Girando per il paese egli predicava. Alloggiava in alberghi modesti presso la stazione ferroviaria, dove nei lunghi crepuscoli estivi i commessi viaggiatori se ne stavano seduti di fuori ad aspettare il passaggio del treno della sera. E dopo un poco si diffondeva la notizia ch’egli era in città, e si faceva invitare a predicare da qualche congregazione; quindi annunziava una riunione all’aria aperta, presso il fiume, per l’ultima settimana di agosto. Non ci guadagnava mai molto. Ma questo lo aiutava a diffondere la parola di Dio. Ai quattrini pensava Iddio. Iddio gli portava le vedove.
Si chiamava Harry Powell, ma tutti lo chiamavano il Predicatore[i].
Ci sono due bambini, John e Pearl, che custodiscono i soldi ereditati dal padre assassino, morto per impiccagione, all’oscuro della madre Willa.
C’è un Predicatore che gioca con i concetti di Bene e Male con lo stesso gusto esagitato con cui sceneggia la lotta tra l’Amore e l’Odio che ha tatuati sulle dita; e ci sono persone che a tali giochi prestano fede, perché si è soli e la solitudine fa male.
C’è una strega buona e comprensiva, capace di vedere la forza dell’innocenza e pronta a prodigarsi per preservarla senza che questa diventi inconsapevolezza, perché il mondo è quello che è e prima o poi tocca rendersene conto.
La morte corre sul fiume parla dell’eterna battaglia tra Bene e Male concentrandosi sul terreno su cui questa battaglia si gioca: l’uomo. Da un lato Harry Powell, rappresentante l’ossessione della colpa, perseguita i due piccoli protagonisti con deliri paranoici e mortiferi, dall’altro Rachel Cooper, consapevole dell’esistenza dell’errore e capace di accettarlo e accoglierlo, è un angelo dai modi burberi. Il Male accade quando in nome della Virtù si allontana la Pietà, quando l’essere addolorati, spaventati, smarriti viene vissuto come atto colpevole, e pertanto condannato; il Male è un predatore che penetra nelle falle umane e brucia tutta la vita che vi sta intorno, sostituendola con il terrore dello sbaglio, che poi è il terrore dell’esistere.
Quello di Grubb è un romanzo importante perché non ha paura della grandezza del suo tema e l’autore stesso non ha paura di affrontarlo mettendo in scena la radicalità e l’assolutezza delle passioni e dei dilemmi umani e giocando al rilancio. Se Rachel Cooper cerca Dio e Harry Powell lo perverte ai suoi fini e alle sue ossessioni, il piccolo protagonista John è forse il personaggio che, nella sua innocenza, è più a contatto con Lui, imparando a barcamenarsi nel Male, a prenderne coscienza e a cercare un modo per superarlo: aggrappato alla sorellina e al giuramento fatto al padre, il piccolo si trova costretto a contare solo sulla propria forza, sulla propria intelligenza e sulla sua poca esperienza del mondo per sconfiggere il cacciatore che lo bracca; e scandaglia i fatti, le apparenze, le parole, dimostrandosi l’unico capace di riconoscere il Pred(ic)atore Powell per quello che è, di porsi contro di lui, per proteggere l’innocenza della sorellina Pearl dalle sue manipolazioni.

##########

# [COMPITI DELL'ESERCIZIO]
A - Elenca tutti i personaggi del romanzo chiamati per nome nel testo su «La morte corre sul fiume».
B - Rispondi a queste domande sul testo su «La morte corre sul fiume»:
(i) Dove alloggiava il Predicatore quando girava per il paese?
(ii) Quali due parole ha tatuate sulle dita il Predicatore?
(iii) Come è morto il padre di John e Pearl?
C - Prosegui il testo su «La morte corre sul fiume» dal punto in cui si ferma.

##########

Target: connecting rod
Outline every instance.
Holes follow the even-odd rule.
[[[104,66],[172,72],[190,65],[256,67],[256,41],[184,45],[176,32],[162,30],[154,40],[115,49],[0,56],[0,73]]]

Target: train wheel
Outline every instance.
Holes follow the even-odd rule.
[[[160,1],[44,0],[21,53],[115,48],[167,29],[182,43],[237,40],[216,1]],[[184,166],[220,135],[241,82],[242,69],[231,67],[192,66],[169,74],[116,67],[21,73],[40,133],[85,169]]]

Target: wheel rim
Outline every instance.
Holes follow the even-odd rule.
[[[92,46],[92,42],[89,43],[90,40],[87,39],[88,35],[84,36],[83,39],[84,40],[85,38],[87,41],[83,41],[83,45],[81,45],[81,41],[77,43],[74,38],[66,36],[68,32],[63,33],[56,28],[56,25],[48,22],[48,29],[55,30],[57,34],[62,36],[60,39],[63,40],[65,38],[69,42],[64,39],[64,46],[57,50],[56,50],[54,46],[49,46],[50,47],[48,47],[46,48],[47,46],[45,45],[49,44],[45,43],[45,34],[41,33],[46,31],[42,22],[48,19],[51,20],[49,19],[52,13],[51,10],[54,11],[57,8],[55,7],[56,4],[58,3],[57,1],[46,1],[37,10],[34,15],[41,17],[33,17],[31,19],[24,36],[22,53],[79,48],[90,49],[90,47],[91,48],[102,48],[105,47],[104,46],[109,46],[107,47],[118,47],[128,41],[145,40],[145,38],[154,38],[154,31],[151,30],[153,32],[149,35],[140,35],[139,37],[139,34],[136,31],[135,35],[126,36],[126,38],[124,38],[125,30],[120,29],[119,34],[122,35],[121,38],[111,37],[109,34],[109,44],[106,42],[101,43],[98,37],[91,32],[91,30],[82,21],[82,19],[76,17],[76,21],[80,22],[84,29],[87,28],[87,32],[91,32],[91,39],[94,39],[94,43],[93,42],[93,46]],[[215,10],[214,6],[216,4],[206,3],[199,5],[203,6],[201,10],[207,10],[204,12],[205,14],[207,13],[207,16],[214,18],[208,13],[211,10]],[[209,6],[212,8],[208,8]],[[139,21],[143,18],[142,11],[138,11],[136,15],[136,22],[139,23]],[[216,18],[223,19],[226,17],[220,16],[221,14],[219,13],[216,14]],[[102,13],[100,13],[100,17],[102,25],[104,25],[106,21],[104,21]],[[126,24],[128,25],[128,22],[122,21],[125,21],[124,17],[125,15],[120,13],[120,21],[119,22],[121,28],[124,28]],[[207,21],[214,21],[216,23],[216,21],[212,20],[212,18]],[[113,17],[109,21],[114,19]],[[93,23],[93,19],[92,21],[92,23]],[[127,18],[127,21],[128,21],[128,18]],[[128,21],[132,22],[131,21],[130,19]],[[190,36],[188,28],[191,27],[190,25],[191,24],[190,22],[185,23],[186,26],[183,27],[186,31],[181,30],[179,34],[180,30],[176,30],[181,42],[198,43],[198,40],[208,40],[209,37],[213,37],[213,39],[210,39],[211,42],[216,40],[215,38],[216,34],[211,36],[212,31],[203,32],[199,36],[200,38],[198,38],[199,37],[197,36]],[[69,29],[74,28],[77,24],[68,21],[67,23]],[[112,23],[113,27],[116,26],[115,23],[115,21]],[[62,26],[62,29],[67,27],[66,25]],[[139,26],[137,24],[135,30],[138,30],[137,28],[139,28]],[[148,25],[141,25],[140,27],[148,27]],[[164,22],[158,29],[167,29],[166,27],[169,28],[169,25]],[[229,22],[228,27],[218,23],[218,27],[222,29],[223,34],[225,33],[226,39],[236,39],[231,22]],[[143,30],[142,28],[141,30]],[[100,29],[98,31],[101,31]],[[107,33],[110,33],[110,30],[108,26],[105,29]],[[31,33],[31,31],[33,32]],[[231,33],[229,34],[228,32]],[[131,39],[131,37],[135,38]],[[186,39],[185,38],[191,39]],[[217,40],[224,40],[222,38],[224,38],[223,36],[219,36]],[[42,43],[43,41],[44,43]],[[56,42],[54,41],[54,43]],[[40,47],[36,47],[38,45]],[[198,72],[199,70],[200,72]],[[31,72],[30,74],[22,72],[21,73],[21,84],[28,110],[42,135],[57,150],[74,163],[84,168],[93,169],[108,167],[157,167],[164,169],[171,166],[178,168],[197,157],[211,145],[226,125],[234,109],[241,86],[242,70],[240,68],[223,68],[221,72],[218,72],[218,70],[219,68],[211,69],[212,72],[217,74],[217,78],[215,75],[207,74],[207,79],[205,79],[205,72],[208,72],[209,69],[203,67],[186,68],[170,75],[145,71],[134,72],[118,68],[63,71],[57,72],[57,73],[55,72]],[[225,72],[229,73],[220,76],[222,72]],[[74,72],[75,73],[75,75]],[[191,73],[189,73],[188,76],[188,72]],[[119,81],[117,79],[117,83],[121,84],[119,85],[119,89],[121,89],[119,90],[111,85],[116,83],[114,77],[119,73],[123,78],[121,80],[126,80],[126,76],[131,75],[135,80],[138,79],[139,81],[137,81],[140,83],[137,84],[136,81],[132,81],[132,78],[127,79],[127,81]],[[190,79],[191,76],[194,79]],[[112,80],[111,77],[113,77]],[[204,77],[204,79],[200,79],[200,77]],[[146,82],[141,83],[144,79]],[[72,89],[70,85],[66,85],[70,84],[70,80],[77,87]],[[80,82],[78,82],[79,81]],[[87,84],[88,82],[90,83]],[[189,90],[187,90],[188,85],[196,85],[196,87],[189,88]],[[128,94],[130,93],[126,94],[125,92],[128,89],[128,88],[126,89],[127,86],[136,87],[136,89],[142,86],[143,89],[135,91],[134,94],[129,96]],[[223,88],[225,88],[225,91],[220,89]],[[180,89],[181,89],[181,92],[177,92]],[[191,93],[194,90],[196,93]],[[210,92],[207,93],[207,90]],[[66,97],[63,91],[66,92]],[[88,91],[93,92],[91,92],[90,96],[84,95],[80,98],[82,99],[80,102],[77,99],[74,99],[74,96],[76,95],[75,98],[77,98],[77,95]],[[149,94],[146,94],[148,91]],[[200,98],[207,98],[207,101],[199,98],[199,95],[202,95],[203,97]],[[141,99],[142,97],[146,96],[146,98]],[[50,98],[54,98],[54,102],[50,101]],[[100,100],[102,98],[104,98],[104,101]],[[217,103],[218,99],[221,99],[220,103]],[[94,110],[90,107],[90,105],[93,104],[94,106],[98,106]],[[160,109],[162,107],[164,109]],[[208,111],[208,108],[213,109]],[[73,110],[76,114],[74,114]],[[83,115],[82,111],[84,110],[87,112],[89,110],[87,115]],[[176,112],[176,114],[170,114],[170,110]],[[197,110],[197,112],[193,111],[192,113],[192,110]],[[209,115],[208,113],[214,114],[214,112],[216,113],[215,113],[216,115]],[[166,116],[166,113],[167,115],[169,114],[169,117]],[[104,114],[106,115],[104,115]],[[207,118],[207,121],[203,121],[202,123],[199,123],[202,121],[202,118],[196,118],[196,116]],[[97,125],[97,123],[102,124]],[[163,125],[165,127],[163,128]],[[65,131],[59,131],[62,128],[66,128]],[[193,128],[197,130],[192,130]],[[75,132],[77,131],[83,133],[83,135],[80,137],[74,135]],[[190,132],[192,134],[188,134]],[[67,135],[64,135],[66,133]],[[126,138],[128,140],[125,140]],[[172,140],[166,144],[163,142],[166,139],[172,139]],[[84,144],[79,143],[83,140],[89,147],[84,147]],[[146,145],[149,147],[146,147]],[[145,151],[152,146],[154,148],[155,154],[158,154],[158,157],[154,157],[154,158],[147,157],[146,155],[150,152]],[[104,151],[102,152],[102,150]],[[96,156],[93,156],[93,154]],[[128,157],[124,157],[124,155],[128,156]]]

##########

# [SOLUZIONI DEI COMPITI]
A - Harry Powell, John, Pearl, Willa, Rachel Cooper

B -
(i) In alberghi modesti presso la stazione ferroviaria.
(ii) L'Amore e l'Odio.
(iii) Per impiccagione.

C -
Rachel meditava sui bambini. C’era da aspettarsi che il mondo dovesse vergognarsi di dedicare un giorno di festa alla nascita d’un bimbo e, al tempo stesso, continuare i soliti modi con i soliti metodi: lasciar che i bambini corrano le strade maestre, pecore perdute belanti nel vento, mentre il pastore beve e si diverte nelle taverne senza neppure curarsi di udire le loro piccole voci dolorose. Che Iddio salvi quei bambini! Poiché per ciascun bambino nato da donna c’è un momento in cui gli è forza correre per luoghi bui, per vie senza uscita con un cacciatore che l’insegue facendo risonare forte sulla pietra i passi dietro di lui. Per ogni bambino – ricco o povero – per quanto fortunato, per quanto protetto e indisturbato nella sua stanza da gioco, viene il momento in cui ode l’eco di paurose solitudini e non c’è nessuno che porga ascolto o aiuto, e le foglie secche che scorribandano lungo la strada sono il suono stesso della paura, e lo scricchiolio della vecchia casa è lo scattare del fucile del cacciatore […]. Che Dio salvi i bambini! Essi resistono. Il vento soffia e la pioggia è fredda. Pure, non s’arrendono.
La morte corre sul fiume non ha altra morale che non sia quella del coraggio, dell’intelligenza e del cuore: John non viene premiato, l’unico lieto fine riservato a lui e alla sorellina è la liberazione da un incubo, in una casa che li accoglie e li protegge, lontano dalla minaccia delle istituzioni e dal Predicatore. L’innocenza è ormai persa, la consapevolezza della crudeltà della vita si sta consolidando, seppur con dolcezza, nell’animo dei due bambini; niente viene regalato, il Male non è sconfitto, il mondo continuerà a infierire come ha sempre fatto e bisogna essere pronti a difendersi; tuttavia il bene non è precluso, la gioia non è impossibile, e il dolore può essere superato e, soprattutto, capito[ii].
Davis Grubb
La morte corre sul fiume (1953)
Trad. it. di Cesare Vivante
Milano, Mondadori, 1956
pp. 282
[i] L’edizione a cui faccio riferimento è quella del 1956, di Mondadori, collana Le Meduse; l’edizione più recente e più facile da reperire è quella a cura di Adelphi.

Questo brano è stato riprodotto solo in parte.